• [GIVEN TASK] From the article below on connecting an antenna to a radio module, reproduce word for word the part that opens with the words containing "Connecting your antenna" and closes with "best communication performance.".

• [SOURCE DOCUMENT]
[start]

Connecting your antenna to the radio module
How important is the antenna in a radio system?
Sometimes engineers looking to develop radio systems place a lot of emphasis on the features of the radio and as a result the antenna aspect is overlooked. As the antenna is responsible for the emission and reception of radio waves, no radio will work optimally if the signal presented to it is of poor quality.
After studying this article, engineers should be able to install their antenna in a way that ensures best communication performance.
Installing the radio and antenna inside the enclosure
Both the radio and the antenna are incorporated into the enclosure. The antenna is directly installed on or near to the same PCB as the radio module without the need for any lengthy coaxial cable, requiring only a short length of copper feed or in some cases, having the antenna etched into the PCB itself (refer to 2.4 GHz Telecommand Module, NK-2.4Y example below).
Since the antenna is confined to the enclosure, the product can be made portable and held easily in the hand. The antenna is protected from any impact damage / weather and there is little or no signal loss due to any cable.
Being inside the enclosure, the antenna performance can be compromised due to the difficulty of fitting a full size antenna in a small space and its close proximity to other components which can detune the antenna. As frequency increases, antennas become smaller and installing it inside the enclosure becomes more feasible. For example, the wavelength at 2.4 GHz is 12cm - the antenna is likely to fit into a handheld unit. But to do the same for 434 MHz we get 70cm - not so feasible. In all cases however, the enclosure must allow radio waves to pass through it and the enclosure cannot be metal. With the antenna inside the enclosure (unless there is a connection to use an optional antenna), the user cannot change the antenna or extend it away from the unit.

[end]

• [PROVIDED DATA]
[start]

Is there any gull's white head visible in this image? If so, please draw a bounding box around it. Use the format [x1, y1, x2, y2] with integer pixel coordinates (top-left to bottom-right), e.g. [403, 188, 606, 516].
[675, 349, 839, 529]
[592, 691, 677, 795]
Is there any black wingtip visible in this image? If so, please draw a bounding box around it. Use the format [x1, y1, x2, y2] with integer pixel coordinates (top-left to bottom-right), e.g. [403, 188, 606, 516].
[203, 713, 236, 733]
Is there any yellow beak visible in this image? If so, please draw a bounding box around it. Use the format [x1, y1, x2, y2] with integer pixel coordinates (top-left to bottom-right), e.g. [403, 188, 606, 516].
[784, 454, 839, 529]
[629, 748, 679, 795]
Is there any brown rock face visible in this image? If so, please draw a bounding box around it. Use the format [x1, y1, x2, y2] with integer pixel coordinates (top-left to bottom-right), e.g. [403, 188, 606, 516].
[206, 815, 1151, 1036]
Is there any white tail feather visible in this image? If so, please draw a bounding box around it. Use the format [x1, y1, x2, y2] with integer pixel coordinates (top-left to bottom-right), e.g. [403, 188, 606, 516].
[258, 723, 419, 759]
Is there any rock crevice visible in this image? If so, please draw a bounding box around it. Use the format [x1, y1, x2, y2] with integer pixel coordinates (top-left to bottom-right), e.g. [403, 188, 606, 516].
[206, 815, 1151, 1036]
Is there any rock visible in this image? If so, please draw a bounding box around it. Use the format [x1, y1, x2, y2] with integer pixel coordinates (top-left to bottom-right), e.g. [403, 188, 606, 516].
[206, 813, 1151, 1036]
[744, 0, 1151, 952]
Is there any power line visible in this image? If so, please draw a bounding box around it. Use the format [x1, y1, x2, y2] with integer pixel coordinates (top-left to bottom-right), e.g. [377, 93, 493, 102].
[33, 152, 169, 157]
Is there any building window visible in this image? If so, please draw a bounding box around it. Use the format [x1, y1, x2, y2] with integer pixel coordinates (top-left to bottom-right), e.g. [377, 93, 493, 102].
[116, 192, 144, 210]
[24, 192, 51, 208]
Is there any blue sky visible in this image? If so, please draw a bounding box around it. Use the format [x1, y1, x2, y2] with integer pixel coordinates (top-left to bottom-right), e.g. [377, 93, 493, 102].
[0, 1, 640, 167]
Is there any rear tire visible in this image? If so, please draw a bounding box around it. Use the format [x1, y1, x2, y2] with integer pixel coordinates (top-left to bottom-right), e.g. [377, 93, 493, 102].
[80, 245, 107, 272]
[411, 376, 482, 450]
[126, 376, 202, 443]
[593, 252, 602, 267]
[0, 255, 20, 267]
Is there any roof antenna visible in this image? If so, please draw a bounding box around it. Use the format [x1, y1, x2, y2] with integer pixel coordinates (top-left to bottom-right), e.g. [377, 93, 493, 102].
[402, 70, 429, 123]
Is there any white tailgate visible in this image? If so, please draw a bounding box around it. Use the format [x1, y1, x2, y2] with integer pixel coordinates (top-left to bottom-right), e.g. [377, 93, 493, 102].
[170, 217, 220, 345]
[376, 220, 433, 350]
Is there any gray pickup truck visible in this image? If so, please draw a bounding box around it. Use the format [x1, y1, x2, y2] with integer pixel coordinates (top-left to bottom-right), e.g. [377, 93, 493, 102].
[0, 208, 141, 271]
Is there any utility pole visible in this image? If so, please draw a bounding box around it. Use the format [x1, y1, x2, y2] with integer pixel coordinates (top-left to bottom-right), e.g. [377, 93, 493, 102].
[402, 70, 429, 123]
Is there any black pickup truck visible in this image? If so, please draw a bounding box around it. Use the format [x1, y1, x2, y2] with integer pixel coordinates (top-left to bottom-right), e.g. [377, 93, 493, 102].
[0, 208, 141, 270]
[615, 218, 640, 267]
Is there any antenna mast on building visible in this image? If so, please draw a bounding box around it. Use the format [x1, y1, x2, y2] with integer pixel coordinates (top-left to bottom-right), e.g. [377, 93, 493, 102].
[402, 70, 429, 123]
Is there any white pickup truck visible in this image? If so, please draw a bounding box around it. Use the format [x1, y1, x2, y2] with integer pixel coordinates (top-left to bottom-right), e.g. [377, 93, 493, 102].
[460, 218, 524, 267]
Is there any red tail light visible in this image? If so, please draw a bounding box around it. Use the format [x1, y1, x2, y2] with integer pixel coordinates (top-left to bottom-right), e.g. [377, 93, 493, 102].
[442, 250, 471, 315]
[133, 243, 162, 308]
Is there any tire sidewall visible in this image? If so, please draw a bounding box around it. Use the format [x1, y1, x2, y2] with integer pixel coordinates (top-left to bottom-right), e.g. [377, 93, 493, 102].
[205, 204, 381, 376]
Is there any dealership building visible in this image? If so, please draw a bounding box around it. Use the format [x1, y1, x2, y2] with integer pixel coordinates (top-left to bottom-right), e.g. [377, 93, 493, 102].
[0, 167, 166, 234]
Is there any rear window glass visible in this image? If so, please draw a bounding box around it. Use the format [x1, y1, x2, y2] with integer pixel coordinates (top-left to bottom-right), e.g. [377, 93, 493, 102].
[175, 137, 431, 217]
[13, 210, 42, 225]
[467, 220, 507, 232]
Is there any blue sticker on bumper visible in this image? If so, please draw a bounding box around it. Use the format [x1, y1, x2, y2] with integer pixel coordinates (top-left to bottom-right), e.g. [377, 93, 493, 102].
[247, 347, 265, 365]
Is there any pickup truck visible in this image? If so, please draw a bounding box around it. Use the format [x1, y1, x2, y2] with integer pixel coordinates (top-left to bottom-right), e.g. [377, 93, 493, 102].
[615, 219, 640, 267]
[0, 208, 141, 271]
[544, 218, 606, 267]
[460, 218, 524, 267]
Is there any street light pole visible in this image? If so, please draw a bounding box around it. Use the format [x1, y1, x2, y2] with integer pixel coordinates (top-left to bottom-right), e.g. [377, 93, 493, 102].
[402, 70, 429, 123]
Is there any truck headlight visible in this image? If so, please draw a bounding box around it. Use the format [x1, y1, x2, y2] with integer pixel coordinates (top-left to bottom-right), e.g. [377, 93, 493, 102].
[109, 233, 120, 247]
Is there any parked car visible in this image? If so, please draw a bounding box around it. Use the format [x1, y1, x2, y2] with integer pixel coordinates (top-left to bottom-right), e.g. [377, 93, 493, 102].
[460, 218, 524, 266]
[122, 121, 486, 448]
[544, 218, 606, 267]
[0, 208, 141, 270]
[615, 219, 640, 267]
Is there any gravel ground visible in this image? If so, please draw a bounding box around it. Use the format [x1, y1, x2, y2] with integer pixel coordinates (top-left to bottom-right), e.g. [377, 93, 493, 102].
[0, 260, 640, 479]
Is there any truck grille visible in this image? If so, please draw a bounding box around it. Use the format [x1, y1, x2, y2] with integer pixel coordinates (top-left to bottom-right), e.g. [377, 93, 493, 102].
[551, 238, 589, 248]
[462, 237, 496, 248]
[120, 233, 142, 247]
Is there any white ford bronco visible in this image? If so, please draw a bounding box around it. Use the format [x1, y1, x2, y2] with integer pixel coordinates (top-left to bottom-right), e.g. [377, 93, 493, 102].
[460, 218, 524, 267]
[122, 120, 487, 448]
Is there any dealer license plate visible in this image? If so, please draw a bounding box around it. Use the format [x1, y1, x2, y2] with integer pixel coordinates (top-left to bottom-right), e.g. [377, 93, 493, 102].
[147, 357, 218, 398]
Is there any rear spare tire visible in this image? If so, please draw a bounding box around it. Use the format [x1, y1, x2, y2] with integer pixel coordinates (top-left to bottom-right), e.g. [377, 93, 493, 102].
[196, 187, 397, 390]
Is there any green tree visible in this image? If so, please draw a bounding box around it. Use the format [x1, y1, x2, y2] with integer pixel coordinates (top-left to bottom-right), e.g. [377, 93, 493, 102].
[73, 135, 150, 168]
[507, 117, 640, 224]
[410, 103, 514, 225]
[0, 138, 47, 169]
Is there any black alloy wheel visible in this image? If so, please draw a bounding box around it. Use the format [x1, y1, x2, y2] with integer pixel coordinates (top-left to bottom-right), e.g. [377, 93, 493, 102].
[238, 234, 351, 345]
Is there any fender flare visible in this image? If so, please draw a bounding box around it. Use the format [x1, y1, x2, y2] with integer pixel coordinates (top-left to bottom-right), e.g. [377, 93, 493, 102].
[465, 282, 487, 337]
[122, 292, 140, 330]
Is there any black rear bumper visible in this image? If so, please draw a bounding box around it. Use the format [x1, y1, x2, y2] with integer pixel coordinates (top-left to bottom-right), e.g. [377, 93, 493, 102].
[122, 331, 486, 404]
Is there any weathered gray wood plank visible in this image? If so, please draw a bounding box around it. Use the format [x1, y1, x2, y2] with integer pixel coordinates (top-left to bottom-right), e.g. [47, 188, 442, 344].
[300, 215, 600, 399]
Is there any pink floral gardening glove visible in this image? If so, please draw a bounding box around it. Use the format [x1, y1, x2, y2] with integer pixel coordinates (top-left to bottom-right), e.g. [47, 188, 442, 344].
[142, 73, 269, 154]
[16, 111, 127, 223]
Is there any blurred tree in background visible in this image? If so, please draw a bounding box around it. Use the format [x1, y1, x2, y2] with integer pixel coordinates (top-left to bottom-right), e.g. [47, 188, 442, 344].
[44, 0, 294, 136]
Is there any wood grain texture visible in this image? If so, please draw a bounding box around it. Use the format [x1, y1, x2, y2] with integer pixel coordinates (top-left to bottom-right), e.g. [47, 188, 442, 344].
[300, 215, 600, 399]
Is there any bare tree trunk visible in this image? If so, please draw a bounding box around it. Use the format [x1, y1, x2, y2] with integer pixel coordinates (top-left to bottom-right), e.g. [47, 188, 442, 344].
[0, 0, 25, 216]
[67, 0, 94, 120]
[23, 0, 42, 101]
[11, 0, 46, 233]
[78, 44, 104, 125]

[end]

• [FINAL ANSWER]
Connecting your antenna to the radio module
How important is the antenna in a radio system?
Sometimes engineers looking to develop radio systems place a lot of emphasis on the features of the radio and as a result the antenna aspect is overlooked. As the antenna is responsible for the emission and reception of radio waves, no radio will work optimally if the signal presented to it is of poor quality.
After studying this article, engineers should be able to install their antenna in a way that ensures best communication performance.